▸ Your instructions:
Retype the material below verbatim, keeping every line and character unchanged.

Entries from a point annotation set
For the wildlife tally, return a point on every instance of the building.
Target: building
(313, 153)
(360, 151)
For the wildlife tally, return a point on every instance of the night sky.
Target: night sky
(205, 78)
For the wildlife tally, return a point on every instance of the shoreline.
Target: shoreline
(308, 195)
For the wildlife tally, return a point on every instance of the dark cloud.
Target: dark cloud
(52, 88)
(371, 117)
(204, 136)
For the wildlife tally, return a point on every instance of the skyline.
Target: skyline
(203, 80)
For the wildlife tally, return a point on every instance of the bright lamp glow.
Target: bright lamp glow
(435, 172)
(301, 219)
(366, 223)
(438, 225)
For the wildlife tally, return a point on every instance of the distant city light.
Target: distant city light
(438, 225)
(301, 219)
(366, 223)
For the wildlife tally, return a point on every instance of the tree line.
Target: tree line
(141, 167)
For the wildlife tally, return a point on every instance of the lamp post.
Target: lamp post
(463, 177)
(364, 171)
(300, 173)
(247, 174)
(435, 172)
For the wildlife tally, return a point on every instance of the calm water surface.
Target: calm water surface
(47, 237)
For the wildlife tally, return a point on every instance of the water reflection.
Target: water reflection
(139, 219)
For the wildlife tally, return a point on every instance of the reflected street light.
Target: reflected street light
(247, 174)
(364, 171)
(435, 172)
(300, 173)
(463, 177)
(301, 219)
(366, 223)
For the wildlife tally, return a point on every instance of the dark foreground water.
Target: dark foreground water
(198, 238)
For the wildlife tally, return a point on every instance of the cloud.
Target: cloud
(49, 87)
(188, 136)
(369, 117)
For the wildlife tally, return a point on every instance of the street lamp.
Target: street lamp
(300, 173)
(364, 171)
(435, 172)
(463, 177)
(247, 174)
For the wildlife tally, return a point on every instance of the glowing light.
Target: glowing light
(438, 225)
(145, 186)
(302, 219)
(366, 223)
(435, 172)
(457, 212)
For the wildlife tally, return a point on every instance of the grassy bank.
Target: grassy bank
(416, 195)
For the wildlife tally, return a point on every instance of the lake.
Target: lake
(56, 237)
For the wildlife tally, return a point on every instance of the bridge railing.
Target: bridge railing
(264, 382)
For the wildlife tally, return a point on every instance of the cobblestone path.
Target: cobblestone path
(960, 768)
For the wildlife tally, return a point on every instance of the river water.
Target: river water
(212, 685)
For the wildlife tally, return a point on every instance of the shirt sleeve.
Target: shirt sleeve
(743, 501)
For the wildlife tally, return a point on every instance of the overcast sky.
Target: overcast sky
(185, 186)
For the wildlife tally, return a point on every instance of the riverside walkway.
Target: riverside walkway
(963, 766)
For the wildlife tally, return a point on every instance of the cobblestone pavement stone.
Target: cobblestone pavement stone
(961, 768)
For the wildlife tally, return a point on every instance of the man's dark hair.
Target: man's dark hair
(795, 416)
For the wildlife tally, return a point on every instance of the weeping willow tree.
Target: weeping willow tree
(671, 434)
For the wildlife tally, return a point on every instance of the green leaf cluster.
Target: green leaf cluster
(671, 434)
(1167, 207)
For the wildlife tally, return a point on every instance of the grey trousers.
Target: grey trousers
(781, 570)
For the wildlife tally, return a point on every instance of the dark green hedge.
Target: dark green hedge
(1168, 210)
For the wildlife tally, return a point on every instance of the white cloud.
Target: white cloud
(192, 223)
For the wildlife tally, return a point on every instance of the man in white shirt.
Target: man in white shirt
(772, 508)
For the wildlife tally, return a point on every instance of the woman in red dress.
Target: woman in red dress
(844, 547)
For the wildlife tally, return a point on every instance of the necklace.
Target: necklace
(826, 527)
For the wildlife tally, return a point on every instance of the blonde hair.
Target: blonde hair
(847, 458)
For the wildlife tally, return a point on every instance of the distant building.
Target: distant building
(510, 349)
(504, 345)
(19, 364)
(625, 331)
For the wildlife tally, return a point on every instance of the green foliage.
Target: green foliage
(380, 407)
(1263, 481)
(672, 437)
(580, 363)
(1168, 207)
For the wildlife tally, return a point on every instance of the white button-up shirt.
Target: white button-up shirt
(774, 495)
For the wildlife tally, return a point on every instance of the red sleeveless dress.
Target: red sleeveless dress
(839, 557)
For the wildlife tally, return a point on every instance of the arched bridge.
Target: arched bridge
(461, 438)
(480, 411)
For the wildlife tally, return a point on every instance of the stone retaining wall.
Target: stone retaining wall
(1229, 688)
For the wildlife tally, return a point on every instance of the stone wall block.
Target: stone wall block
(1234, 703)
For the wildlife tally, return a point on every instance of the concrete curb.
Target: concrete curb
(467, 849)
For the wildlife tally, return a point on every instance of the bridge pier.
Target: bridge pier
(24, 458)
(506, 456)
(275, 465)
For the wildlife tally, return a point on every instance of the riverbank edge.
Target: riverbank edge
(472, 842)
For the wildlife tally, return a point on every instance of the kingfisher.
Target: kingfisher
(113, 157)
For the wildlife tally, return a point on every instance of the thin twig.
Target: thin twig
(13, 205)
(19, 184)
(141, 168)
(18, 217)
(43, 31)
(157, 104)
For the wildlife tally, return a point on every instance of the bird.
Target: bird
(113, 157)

▸ Finished answer:
For the wildlife tally, return a point on every instance of the building.
Target: building
(313, 153)
(360, 151)
For the wildlife tally, return a point on every instance of the night sky.
Target: night sky
(205, 78)
For the wildlife tally, return a point on every instance of the shoreline.
Target: shoreline
(308, 195)
For the wildlife tally, return a point on every instance of the dark cloud.
Target: dark cloud
(52, 88)
(371, 117)
(204, 136)
For the wildlife tally, return a point on every instance of the skyline.
Target: skyline
(203, 80)
For the wildlife tally, return a point on every instance of the bright lamp glow.
Target: bright lamp glow
(435, 172)
(301, 219)
(366, 223)
(438, 225)
For the wildlife tally, return a point on every instance of the distant city light.
Target: distant city light
(438, 225)
(301, 219)
(366, 223)
For the wildlife tally, return a point on every instance of the tree line.
Target: tree line
(141, 167)
For the wildlife tally, return a point on every instance of the lamp post.
Target: lamp post
(463, 177)
(364, 171)
(300, 173)
(247, 174)
(435, 172)
For the wildlife tally, return a point on every instance of the calm water surface.
Target: calm water surface
(47, 237)
For the wildlife tally, return a point on every instance of the water reflection.
Target: water reflection
(139, 219)
For the wildlife tally, return a point on every instance of the reflected street light.
Target: reflected street light
(247, 174)
(364, 171)
(435, 172)
(300, 173)
(463, 177)
(301, 219)
(366, 223)
For the wildlife tally, return a point on every instance of the dark foreground water.
Target: dark foreground water
(198, 238)
For the wildlife tally, return a point on every instance of the cloud.
Target: cloud
(49, 87)
(188, 136)
(369, 117)
For the wildlife tally, return a point on every instance of the street lamp.
Target: street lamp
(300, 173)
(364, 171)
(435, 172)
(463, 177)
(247, 174)
For the wildlife tally, return a point on every instance of the glowing light.
Target: glowing light
(438, 225)
(145, 186)
(302, 219)
(366, 223)
(435, 172)
(457, 212)
For the wildlife tally, return a point on every instance of the grassy bank.
Target: grassy bank
(416, 195)
For the wildlife tally, return a point on every instance of the lake.
Target: lake
(56, 237)
For the wildlife tally, return a point on every instance of the bridge railing.
Target: bridge railing
(264, 382)
For the wildlife tally, return a point on every instance of the cobblestone path.
Target: cobblestone path
(960, 768)
For the wildlife tally, return a point on every instance of the river water.
Target: river water
(212, 685)
For the wildlife tally, return a point on every instance of the shirt sleeve.
Target: shirt sleeve
(743, 501)
For the wildlife tally, return a point on every instance of the overcast sky.
Target: overcast sky
(185, 186)
For the wildlife tally, return a point on every instance of the riverside walkway.
Target: riverside walkway
(963, 766)
For the wildlife tally, return a point on every instance of the cobblestone pavement stone.
Target: cobblestone pavement stone
(961, 768)
For the wildlife tally, return a point on every instance of the man's dark hair.
Target: man's dark hair
(795, 416)
For the wildlife tally, return a point on every instance of the weeping willow tree.
Target: weeping willow tree
(671, 434)
For the wildlife tally, return a point on every instance of the green leaf cluster.
Target: green leaf cluster
(671, 434)
(1167, 207)
For the wildlife tally, return a point on every instance of the grey trousers.
Target: grey trousers
(781, 570)
For the wildlife tally, return a point on every instance of the dark green hedge.
Target: dark green hedge
(1168, 210)
For the wildlife tally, return a point on every instance of the white cloud.
Target: white cloud
(192, 223)
For the wildlife tally, return a point on every instance of the man in white shirt.
Target: man in white shirt
(772, 508)
For the wildlife tally, return a point on every instance of the woman in red dress.
Target: woman in red dress
(844, 547)
For the wildlife tally, return a point on every instance of the necklace.
Target: necklace
(826, 527)
For the wildlife tally, return a point on every instance of the blonde hair.
Target: blonde hair
(847, 458)
For the wildlife tally, return a point on every instance of the distant building.
Target: distant building
(510, 349)
(504, 345)
(19, 364)
(625, 331)
For the wildlife tally, return a point on every instance of the green foliage.
Target: green foliage
(380, 407)
(1263, 481)
(672, 437)
(580, 363)
(1168, 207)
For the wildlife tally, return a point on every instance of the white button-up shirt.
Target: white button-up shirt
(774, 495)
For the wildlife tally, return a point on every instance of the red sleeveless dress.
Target: red sleeveless dress
(839, 557)
For the wildlife tally, return a point on every instance of the arched bridge.
Target: arched bridge
(461, 438)
(480, 411)
For the wildlife tally, return a point on every instance of the stone retaining wall.
Target: stone retaining wall
(1229, 688)
For the wildlife tally, return a point on every instance of the stone wall block.
Target: stone wall block
(1234, 703)
For the wildlife tally, return a point on every instance of the concrete curb.
Target: concrete curb
(467, 849)
For the wildlife tally, return a point on every instance of the bridge pier.
Target: bridge pier
(24, 458)
(506, 456)
(275, 465)
For the wildlife tally, return a point on every instance of the riverbank edge.
Target: riverbank edge
(472, 842)
For the wildlife tally, return a point on every instance of the kingfisher.
Target: kingfisher
(113, 157)
For the wildlife tally, return a point on every instance of the thin twig.
Target: thin twig
(13, 205)
(19, 184)
(141, 168)
(18, 217)
(43, 31)
(157, 104)
For the wildlife tally, return a point on every instance of the bird.
Target: bird
(113, 157)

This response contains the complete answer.